TASK BRIEF: Reproduce the entries from the line containing "BATCH JOB #2094 — Class: ceiling" through the end of the entries, replacing "instances" with "occurrences" and leaving everything else unchanged. Omit the pictures from your answer.

** BEGIN DATA EXTRACT **

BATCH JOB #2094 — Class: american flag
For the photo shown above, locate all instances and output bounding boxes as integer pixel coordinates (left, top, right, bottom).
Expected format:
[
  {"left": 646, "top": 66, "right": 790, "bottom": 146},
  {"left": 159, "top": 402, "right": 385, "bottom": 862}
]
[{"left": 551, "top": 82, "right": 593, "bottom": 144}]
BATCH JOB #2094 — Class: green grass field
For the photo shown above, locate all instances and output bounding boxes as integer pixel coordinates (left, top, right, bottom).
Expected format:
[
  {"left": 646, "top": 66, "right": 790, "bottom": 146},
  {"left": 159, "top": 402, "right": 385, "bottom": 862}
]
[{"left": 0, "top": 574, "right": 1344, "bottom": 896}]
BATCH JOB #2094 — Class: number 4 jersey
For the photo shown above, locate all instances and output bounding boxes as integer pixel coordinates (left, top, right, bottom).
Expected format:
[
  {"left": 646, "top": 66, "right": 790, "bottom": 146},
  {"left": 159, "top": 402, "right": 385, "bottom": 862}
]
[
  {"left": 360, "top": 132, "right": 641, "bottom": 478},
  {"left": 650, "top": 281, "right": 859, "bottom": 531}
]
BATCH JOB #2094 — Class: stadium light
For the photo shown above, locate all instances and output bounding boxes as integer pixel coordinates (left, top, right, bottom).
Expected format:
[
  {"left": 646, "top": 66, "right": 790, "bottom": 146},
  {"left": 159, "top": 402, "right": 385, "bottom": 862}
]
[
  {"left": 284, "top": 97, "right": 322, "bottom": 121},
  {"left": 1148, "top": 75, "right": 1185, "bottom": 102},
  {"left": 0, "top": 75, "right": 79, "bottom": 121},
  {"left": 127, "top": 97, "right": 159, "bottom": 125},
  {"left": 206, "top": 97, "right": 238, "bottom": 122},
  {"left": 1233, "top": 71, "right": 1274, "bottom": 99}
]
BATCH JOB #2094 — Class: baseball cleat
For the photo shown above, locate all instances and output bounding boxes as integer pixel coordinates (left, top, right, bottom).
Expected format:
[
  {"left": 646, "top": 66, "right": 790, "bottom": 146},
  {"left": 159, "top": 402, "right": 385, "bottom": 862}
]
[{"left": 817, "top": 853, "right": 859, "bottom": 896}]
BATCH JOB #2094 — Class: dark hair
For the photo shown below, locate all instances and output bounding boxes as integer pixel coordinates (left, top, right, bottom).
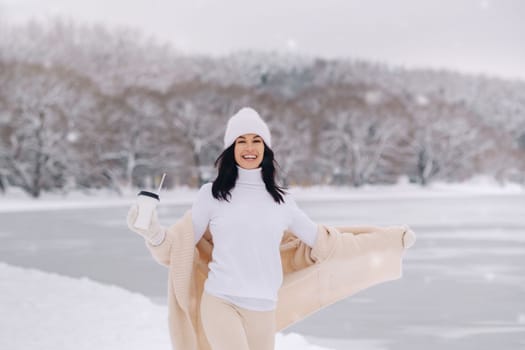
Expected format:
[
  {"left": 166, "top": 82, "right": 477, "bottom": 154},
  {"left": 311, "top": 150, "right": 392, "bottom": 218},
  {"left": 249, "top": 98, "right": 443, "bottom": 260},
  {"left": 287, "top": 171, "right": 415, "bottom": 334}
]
[{"left": 211, "top": 142, "right": 286, "bottom": 204}]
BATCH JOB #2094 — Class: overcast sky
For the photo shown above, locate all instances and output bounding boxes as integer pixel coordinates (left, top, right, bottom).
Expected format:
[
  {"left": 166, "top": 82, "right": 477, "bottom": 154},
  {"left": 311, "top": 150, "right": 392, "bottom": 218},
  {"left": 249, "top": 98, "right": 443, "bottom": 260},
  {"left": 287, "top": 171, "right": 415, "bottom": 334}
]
[{"left": 0, "top": 0, "right": 525, "bottom": 80}]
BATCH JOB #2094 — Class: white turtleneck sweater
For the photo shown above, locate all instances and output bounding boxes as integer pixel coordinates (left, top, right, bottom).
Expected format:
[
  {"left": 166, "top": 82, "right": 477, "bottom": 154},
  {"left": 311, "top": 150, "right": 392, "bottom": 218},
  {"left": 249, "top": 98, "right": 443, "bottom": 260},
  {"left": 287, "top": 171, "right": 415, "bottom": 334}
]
[{"left": 192, "top": 166, "right": 317, "bottom": 311}]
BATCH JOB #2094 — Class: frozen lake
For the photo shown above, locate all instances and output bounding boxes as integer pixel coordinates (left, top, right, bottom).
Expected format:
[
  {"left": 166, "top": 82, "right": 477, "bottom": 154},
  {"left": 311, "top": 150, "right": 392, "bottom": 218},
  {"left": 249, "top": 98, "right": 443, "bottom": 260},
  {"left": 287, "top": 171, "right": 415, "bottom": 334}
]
[{"left": 0, "top": 195, "right": 525, "bottom": 350}]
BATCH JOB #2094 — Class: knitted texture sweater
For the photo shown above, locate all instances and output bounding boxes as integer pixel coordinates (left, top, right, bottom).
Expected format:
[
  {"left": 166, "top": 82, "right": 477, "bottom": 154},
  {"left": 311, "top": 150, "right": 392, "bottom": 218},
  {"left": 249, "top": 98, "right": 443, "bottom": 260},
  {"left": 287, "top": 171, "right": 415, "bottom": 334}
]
[{"left": 191, "top": 166, "right": 317, "bottom": 311}]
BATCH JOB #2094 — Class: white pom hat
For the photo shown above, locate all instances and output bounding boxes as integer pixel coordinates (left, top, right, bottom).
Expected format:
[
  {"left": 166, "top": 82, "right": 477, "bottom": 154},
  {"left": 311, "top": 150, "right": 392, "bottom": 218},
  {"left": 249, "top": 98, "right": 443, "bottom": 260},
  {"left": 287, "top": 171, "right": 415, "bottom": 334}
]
[{"left": 224, "top": 107, "right": 272, "bottom": 149}]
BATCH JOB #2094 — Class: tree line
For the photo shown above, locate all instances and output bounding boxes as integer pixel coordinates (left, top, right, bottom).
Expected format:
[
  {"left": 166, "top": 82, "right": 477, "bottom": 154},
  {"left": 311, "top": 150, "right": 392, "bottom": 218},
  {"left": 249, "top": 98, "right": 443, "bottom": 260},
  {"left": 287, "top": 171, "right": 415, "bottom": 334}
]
[{"left": 0, "top": 21, "right": 525, "bottom": 197}]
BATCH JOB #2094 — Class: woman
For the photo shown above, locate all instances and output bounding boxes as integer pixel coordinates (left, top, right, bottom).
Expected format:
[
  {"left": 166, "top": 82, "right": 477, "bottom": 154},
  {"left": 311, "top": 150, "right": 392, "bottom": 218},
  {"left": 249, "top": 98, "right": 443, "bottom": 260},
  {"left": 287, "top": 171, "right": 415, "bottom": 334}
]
[{"left": 128, "top": 108, "right": 414, "bottom": 350}]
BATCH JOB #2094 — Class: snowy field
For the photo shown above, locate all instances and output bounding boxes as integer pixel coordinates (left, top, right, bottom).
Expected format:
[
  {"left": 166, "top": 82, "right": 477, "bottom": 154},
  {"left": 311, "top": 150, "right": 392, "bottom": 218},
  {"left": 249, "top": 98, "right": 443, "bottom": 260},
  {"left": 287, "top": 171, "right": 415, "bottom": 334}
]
[{"left": 0, "top": 180, "right": 525, "bottom": 350}]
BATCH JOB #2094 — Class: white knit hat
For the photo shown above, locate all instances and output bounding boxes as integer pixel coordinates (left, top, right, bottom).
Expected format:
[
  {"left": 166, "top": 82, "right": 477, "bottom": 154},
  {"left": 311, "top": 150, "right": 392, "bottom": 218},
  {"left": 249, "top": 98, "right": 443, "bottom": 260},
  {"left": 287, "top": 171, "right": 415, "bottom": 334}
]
[{"left": 224, "top": 107, "right": 272, "bottom": 149}]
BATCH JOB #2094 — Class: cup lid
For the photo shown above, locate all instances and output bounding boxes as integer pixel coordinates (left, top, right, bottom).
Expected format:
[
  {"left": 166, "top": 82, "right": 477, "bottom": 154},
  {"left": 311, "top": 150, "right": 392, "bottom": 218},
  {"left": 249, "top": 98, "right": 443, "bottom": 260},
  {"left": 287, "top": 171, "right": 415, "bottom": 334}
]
[{"left": 138, "top": 190, "right": 159, "bottom": 200}]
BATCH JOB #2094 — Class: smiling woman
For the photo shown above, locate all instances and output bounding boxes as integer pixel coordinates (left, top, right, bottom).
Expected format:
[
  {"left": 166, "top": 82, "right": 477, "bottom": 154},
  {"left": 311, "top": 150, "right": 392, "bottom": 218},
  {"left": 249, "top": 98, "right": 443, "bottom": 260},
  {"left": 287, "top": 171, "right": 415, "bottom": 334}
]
[
  {"left": 127, "top": 107, "right": 414, "bottom": 350},
  {"left": 235, "top": 134, "right": 264, "bottom": 169}
]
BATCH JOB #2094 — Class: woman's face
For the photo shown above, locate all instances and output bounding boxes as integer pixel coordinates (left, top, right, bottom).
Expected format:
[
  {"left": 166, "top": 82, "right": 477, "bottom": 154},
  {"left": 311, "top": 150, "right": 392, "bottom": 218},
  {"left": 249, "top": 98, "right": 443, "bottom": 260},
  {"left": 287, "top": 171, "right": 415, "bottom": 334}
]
[{"left": 234, "top": 134, "right": 264, "bottom": 169}]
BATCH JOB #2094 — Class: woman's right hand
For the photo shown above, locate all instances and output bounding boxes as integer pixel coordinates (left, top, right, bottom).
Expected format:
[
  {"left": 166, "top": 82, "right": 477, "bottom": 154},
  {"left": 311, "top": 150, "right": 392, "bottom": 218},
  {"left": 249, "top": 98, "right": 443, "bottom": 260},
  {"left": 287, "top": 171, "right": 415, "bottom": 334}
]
[{"left": 126, "top": 204, "right": 166, "bottom": 245}]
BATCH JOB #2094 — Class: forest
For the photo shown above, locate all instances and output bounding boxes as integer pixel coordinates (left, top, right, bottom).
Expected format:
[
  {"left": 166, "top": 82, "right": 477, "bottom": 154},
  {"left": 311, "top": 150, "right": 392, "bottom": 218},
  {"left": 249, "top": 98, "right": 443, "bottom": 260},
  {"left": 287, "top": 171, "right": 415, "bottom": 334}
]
[{"left": 0, "top": 20, "right": 525, "bottom": 197}]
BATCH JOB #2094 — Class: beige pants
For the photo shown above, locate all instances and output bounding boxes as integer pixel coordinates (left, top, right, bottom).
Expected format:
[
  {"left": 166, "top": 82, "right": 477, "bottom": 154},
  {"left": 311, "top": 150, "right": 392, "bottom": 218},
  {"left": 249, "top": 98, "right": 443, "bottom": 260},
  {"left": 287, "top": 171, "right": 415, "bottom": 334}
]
[{"left": 201, "top": 291, "right": 276, "bottom": 350}]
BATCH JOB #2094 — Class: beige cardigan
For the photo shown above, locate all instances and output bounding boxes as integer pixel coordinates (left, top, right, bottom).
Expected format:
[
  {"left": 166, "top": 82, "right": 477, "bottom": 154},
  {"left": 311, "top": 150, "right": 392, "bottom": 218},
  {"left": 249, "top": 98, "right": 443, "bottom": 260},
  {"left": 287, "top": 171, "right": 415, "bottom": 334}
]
[{"left": 146, "top": 210, "right": 405, "bottom": 350}]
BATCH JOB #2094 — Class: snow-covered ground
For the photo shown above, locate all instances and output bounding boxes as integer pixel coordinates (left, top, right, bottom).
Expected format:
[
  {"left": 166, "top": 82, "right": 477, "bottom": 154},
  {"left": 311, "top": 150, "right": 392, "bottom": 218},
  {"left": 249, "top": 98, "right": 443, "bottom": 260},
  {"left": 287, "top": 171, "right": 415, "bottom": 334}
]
[
  {"left": 0, "top": 263, "right": 326, "bottom": 350},
  {"left": 0, "top": 178, "right": 525, "bottom": 350}
]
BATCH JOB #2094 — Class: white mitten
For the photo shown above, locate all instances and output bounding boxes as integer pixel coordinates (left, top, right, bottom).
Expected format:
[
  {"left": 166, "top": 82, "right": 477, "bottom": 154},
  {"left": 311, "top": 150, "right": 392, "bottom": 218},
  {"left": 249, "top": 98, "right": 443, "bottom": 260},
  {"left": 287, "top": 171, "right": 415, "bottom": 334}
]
[
  {"left": 403, "top": 225, "right": 416, "bottom": 249},
  {"left": 126, "top": 204, "right": 166, "bottom": 245}
]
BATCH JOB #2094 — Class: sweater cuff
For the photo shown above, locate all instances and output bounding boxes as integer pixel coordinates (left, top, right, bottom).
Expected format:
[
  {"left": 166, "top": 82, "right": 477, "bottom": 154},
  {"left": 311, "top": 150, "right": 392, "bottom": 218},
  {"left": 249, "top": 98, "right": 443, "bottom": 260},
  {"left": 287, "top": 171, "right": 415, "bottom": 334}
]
[{"left": 149, "top": 227, "right": 166, "bottom": 247}]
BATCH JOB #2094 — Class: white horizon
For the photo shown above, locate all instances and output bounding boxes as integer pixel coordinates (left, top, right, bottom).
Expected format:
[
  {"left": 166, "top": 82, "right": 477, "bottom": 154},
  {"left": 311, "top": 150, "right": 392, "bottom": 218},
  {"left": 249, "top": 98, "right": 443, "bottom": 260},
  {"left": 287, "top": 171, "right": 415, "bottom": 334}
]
[{"left": 0, "top": 0, "right": 525, "bottom": 80}]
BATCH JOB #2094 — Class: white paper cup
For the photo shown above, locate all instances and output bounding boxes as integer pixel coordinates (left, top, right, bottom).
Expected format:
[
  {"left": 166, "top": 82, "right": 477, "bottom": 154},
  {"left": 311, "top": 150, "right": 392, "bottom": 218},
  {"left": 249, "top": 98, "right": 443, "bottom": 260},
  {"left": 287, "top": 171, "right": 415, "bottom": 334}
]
[{"left": 133, "top": 191, "right": 159, "bottom": 230}]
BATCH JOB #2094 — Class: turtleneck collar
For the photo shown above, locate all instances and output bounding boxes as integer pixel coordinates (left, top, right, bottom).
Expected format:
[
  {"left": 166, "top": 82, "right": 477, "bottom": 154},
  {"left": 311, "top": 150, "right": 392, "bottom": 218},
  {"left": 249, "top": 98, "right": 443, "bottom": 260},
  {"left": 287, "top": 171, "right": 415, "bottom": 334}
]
[{"left": 237, "top": 165, "right": 264, "bottom": 186}]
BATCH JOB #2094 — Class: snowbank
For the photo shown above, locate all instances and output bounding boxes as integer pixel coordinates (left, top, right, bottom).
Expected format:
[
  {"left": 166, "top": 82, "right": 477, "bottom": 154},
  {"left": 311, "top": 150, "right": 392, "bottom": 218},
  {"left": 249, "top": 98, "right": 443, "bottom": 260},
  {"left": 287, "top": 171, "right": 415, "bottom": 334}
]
[{"left": 0, "top": 263, "right": 326, "bottom": 350}]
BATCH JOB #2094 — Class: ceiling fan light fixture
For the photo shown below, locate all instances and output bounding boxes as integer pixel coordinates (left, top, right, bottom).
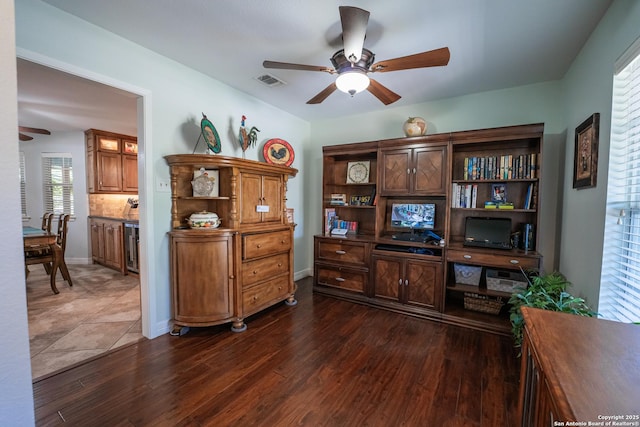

** END DATA EXTRACT **

TASK ANSWER:
BATCH JOB #2094 — Class: ceiling fan light fixture
For the photo shown below, locate all occurrences and output bounding boxes as integer pixel coordinates (left, top, right, bottom).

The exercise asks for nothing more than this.